To do: Extract all of the lines below and reproduce each one verbatim, with nothing changed.

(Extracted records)
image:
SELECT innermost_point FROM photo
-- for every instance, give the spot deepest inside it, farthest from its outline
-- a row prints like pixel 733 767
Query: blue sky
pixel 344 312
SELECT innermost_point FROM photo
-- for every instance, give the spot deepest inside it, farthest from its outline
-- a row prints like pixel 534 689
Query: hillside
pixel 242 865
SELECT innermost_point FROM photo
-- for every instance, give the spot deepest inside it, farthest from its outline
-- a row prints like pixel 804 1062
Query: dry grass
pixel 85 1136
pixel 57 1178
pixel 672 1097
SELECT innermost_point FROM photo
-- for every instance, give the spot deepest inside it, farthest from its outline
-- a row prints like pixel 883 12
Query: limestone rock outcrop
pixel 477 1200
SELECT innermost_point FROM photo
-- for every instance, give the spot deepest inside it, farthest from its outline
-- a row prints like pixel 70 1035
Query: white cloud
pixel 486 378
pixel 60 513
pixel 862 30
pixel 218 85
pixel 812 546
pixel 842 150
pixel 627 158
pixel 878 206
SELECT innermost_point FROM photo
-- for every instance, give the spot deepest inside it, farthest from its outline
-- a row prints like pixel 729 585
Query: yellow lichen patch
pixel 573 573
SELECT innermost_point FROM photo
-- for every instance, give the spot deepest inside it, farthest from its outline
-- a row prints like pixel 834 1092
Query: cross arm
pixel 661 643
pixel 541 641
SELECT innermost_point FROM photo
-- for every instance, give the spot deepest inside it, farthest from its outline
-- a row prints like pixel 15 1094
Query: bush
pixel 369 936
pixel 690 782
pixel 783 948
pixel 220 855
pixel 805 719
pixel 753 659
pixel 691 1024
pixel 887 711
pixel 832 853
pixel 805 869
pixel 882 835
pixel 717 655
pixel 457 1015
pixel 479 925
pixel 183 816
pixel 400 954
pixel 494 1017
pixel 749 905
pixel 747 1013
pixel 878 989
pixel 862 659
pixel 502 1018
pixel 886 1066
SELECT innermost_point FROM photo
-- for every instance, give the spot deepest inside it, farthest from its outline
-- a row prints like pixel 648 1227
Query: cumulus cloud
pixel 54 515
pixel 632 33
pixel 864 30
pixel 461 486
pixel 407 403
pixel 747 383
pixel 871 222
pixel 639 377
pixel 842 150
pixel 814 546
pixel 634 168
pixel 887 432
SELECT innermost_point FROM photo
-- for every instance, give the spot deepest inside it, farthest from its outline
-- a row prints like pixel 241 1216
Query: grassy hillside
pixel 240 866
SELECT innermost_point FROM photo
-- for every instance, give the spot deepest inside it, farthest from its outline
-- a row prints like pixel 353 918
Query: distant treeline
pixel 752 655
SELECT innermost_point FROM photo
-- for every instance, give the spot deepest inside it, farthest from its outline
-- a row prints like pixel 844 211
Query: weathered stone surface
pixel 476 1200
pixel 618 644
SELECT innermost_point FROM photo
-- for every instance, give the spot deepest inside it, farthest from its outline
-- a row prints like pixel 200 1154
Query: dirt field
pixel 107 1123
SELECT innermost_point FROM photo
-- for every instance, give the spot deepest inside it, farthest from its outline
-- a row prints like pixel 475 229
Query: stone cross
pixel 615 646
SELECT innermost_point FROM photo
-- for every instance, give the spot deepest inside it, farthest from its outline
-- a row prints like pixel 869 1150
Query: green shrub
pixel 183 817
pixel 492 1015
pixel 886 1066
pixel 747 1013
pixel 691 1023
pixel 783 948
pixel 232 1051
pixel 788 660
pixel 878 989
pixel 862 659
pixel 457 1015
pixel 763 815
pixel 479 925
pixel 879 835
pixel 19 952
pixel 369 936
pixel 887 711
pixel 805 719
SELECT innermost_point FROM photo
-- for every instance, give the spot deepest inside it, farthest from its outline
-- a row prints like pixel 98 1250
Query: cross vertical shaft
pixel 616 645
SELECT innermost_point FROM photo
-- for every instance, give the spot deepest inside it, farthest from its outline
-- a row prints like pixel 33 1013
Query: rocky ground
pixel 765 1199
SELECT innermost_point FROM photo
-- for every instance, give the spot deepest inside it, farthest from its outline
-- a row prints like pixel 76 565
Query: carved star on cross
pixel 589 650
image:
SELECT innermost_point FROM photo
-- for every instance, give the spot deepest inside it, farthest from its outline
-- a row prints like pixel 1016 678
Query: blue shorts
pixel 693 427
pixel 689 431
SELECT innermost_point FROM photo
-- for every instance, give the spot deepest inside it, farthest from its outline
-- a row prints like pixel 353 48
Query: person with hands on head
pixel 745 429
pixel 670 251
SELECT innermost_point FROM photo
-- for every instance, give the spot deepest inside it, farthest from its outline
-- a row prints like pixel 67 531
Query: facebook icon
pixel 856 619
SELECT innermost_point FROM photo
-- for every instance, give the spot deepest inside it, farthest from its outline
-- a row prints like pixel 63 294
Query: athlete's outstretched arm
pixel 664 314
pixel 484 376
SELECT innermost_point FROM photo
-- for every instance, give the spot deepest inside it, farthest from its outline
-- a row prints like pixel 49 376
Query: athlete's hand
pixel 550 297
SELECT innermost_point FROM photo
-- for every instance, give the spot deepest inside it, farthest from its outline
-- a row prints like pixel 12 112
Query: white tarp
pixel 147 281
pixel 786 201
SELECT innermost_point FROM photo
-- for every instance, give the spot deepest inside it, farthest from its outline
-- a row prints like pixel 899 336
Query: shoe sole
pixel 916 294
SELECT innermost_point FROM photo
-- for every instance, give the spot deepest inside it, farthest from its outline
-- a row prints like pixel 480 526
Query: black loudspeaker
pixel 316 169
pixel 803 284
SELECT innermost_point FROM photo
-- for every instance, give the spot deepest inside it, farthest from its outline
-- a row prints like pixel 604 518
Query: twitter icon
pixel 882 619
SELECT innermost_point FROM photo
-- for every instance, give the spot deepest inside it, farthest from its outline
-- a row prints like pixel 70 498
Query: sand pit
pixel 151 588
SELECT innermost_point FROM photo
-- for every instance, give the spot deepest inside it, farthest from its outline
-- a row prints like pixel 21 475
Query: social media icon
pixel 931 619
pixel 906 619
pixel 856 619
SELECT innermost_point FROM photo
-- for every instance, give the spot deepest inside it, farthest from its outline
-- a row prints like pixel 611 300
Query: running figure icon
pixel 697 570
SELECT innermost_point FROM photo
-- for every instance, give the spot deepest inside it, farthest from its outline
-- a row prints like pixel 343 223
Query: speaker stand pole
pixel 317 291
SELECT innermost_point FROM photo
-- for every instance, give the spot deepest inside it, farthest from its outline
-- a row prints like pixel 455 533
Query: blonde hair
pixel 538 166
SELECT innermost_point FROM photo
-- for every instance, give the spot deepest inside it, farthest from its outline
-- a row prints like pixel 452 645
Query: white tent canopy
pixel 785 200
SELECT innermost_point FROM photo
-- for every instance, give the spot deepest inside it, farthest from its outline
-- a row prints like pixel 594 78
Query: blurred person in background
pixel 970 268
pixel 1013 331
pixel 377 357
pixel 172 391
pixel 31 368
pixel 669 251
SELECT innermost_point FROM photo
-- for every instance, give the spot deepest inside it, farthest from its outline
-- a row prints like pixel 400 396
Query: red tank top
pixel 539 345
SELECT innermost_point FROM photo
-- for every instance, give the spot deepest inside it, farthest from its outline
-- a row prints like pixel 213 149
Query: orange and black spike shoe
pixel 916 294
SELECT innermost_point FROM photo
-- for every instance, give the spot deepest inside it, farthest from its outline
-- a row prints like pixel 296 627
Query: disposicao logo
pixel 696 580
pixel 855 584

In response:
image:
SELECT innermost_point FROM photo
-- for every instance, give the spot deepest inside it, farthest from its outline
-- a row prints like pixel 733 767
Query: blue sky
pixel 344 312
SELECT innermost_point FROM photo
-- for every instance, give the spot deepest inside it, farthest from its outline
-- a row prints like pixel 534 689
Query: hillside
pixel 242 865
SELECT innermost_point FROM photo
-- for every instance, give the spot deepest inside it, farthest from its outline
-- a row prints like pixel 804 1062
Query: dry grass
pixel 85 1136
pixel 57 1178
pixel 672 1097
SELECT innermost_point FROM photo
-- for every instance, give the spot deepest inside it, farthest from its outline
-- a row prints like pixel 883 12
Query: limestone rock outcrop
pixel 477 1200
SELECT innermost_point FROM photo
-- for every instance, give the spot deepest inside it, farthest from its outline
-- a row prints like pixel 70 1035
Query: white cloud
pixel 486 378
pixel 60 513
pixel 862 30
pixel 218 85
pixel 812 546
pixel 842 150
pixel 627 158
pixel 878 206
SELECT innermost_point FROM photo
-- for every instance, give the spot deepest inside it, farthest from its outline
-- a row prints like pixel 729 585
Query: yellow lichen patch
pixel 573 573
SELECT innermost_point FROM photo
-- for every instance, give the spot deepest inside it, farthest from its outline
-- a row prints like pixel 834 1092
Query: cross arm
pixel 661 643
pixel 541 641
SELECT innermost_point FROM photo
-- for every instance, give the spot deepest inside it, farthest from its outline
-- a row prints like pixel 15 1094
Query: bush
pixel 369 936
pixel 690 782
pixel 783 948
pixel 220 855
pixel 805 719
pixel 753 659
pixel 691 1024
pixel 887 711
pixel 832 853
pixel 805 869
pixel 882 835
pixel 717 655
pixel 457 1015
pixel 479 925
pixel 183 816
pixel 400 954
pixel 494 1017
pixel 749 905
pixel 747 1013
pixel 878 989
pixel 862 659
pixel 502 1018
pixel 886 1066
SELECT innermost_point FROM photo
-- for every instance, give the spot deepest inside it, farthest from its outline
-- a row prints like pixel 648 1227
Query: cumulus cloud
pixel 54 515
pixel 632 33
pixel 864 30
pixel 461 486
pixel 407 403
pixel 747 383
pixel 871 222
pixel 639 377
pixel 842 150
pixel 814 546
pixel 634 168
pixel 887 432
SELECT innermost_point FROM photo
-- for every instance, give the spot deepest inside it, farthest from its outline
-- a row prints like pixel 241 1216
Query: grassy hillside
pixel 240 866
SELECT innermost_point FROM photo
-- for every instance, give the spot deepest inside it, farthest from its outline
-- a row prints like pixel 353 918
Query: distant treeline
pixel 752 655
SELECT innermost_point FROM photo
-- for every instance, give the spot deepest inside it, farthest from its outline
-- a row prints like pixel 844 211
Query: weathered stone surface
pixel 476 1200
pixel 618 644
SELECT innermost_point FROM photo
-- for every instance, give the spot deepest inside it, farthest from its outline
-- a row prints like pixel 200 1154
Query: dirt field
pixel 107 1123
SELECT innermost_point FROM photo
-- for every instance, give the spot deepest inside it, farthest from its outline
-- a row prints like pixel 475 229
Query: stone cross
pixel 615 646
SELECT innermost_point FROM photo
-- for every instance, give the spot deepest inside it, farthest from its outline
-- a row prints like pixel 869 1150
Query: green shrub
pixel 183 817
pixel 492 1015
pixel 886 1066
pixel 747 1013
pixel 691 1023
pixel 783 948
pixel 232 1051
pixel 788 660
pixel 878 989
pixel 862 659
pixel 457 1015
pixel 763 815
pixel 479 925
pixel 879 835
pixel 19 952
pixel 369 936
pixel 887 711
pixel 805 719
SELECT innermost_point FROM photo
-- for every instance, give the spot deepest inside it, farthest from its outline
-- a row prints like pixel 98 1250
Query: cross vertical shaft
pixel 616 645
SELECT innermost_point FROM photo
-- for every instance, give the spot deepest inside it, farthest from its outline
-- a row prints like pixel 33 1013
Query: rocky ground
pixel 765 1199
SELECT innermost_point FROM photo
-- for every instance, give the spot deepest inside it, farthest from its outline
-- a row prints like pixel 76 565
Query: carved star on cross
pixel 589 650
image:
SELECT innermost_point FROM photo
-- for every instance, give the spot deepest inside it, farthest from its outline
-- a row prints like pixel 1016 678
Query: blue shorts
pixel 693 427
pixel 689 431
SELECT innermost_point FROM photo
-- for every instance, give the spot deepest inside it, farthest from its outline
-- a row prints like pixel 353 48
Query: person with hands on head
pixel 745 429
pixel 670 251
SELECT innermost_point FROM photo
-- for every instance, give the spot deepest inside it, farthest from its outline
-- a row prints like pixel 67 531
Query: facebook icon
pixel 856 619
SELECT innermost_point FROM photo
-- for every instance, give the spot deepest inside it, farthest from its outline
-- a row prints like pixel 63 294
Query: athlete's outstretched arm
pixel 664 314
pixel 484 376
SELECT innermost_point FROM photo
-- for every instance, give the spot deepest inside it, farthest from its outline
-- a row prints like pixel 49 376
Query: athlete's hand
pixel 550 297
SELECT innermost_point FROM photo
-- for every instance, give the spot deepest inside it, farthest from its outline
-- a row prints like pixel 12 112
Query: white tarp
pixel 147 281
pixel 786 201
SELECT innermost_point FROM photo
-- for every instance, give the spot deepest inside it, farthest from its outline
-- a row prints like pixel 899 336
Query: shoe sole
pixel 916 294
SELECT innermost_point FROM photo
-- for every instance, give the spot deepest inside it, farthest from its outline
-- a row prints like pixel 480 526
Query: black loudspeaker
pixel 316 169
pixel 803 284
SELECT innermost_point FROM photo
-- for every instance, give the spot deepest inside it, farthest from its outline
-- a row prints like pixel 604 518
Query: twitter icon
pixel 882 619
SELECT innermost_point FROM photo
-- for every instance, give the spot deepest inside it, farthest from its outline
-- a row prints like pixel 70 498
Query: sand pit
pixel 151 588
SELECT innermost_point FROM photo
-- for every instance, give the spot deepest inside it, farthest from its outline
-- a row prints like pixel 21 475
Query: social media icon
pixel 931 619
pixel 906 619
pixel 856 619
SELECT innermost_point FROM photo
-- for every instance, give the spot deepest inside it, farthest from its outline
-- a row prints like pixel 611 300
Query: running figure icon
pixel 697 570
SELECT innermost_point FROM photo
-- for every instance, give the spot deepest inside it, farthest from its outline
-- a row prints like pixel 343 223
Query: speaker stand pole
pixel 317 291
SELECT innermost_point FROM photo
-- for every instance, give the spot deepest inside it, farthest from its outline
-- a row prints like pixel 455 533
Query: blonde hair
pixel 538 166
SELECT innermost_point FROM photo
-- for every instance, give the spot deepest inside it, farthest from its outline
-- a row prints like pixel 452 645
Query: white tent canopy
pixel 785 200
SELECT innermost_point FROM photo
-- for every instance, give the spot deepest inside it, farthest from its outline
-- a row prints like pixel 594 78
Query: blurred person in background
pixel 970 268
pixel 1013 331
pixel 377 357
pixel 172 391
pixel 31 368
pixel 669 251
SELECT innermost_point FROM photo
-- for every instance, give the spot deepest inside it, farthest from its outline
-- a row prints like pixel 400 396
Query: red tank top
pixel 539 345
SELECT innermost_point FROM photo
-- for every instance, give the spot deepest inside it, farthest from its outline
-- a row prints like pixel 213 149
Query: orange and black spike shoe
pixel 916 294
SELECT innermost_point FROM photo
-- for every instance, give the spot deepest inside it, farthest from its outline
-- a row prints like pixel 296 627
Query: disposicao logo
pixel 696 580
pixel 855 584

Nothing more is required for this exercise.